## Stored data

⁂

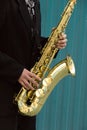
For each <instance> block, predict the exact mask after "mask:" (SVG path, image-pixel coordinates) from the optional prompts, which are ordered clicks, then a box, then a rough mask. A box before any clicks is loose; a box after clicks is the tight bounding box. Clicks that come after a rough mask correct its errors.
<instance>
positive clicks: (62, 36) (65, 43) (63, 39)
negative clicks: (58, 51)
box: [56, 33, 67, 49]
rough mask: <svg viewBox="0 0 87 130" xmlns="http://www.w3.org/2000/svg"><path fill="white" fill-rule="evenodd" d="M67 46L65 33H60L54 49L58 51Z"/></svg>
mask: <svg viewBox="0 0 87 130" xmlns="http://www.w3.org/2000/svg"><path fill="white" fill-rule="evenodd" d="M66 45H67V35H66V34H65V33H61V35H60V36H59V38H58V42H57V43H56V47H57V48H58V49H64V48H65V47H66Z"/></svg>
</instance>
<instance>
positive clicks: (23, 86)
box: [22, 80, 34, 90]
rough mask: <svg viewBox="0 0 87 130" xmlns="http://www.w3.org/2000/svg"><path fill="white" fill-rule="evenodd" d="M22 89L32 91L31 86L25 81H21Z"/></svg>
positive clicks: (32, 86)
mask: <svg viewBox="0 0 87 130" xmlns="http://www.w3.org/2000/svg"><path fill="white" fill-rule="evenodd" d="M22 84H23V87H24V88H25V89H27V90H30V89H31V90H34V88H33V86H32V85H31V84H30V83H29V82H28V81H27V80H23V81H22Z"/></svg>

⁂

## TASK DESCRIPTION
Scan the entries above and report the number of lines that contain the word "instance", with no added text.

## THE ANSWER
4